Object point labels:
********************

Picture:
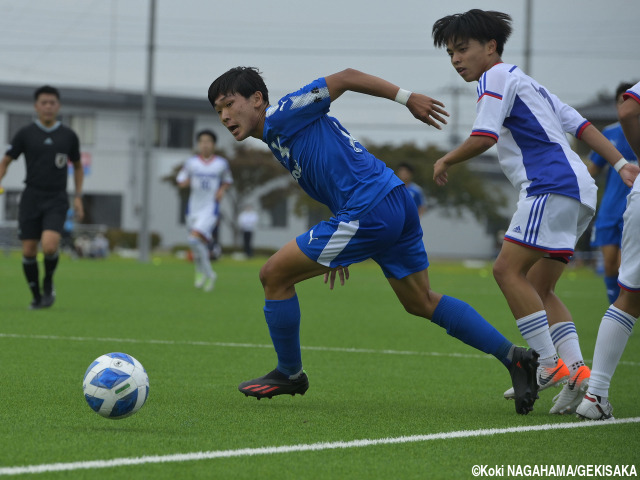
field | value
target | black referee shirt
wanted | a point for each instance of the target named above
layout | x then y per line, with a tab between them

********************

» **Exercise**: Copy every row above word for word, leaving out the pictures.

» **Full solution**:
Picture:
field | value
target | black referee shirt
wanted | a point for each instance of the target named above
layout | x then y per line, with a tab between them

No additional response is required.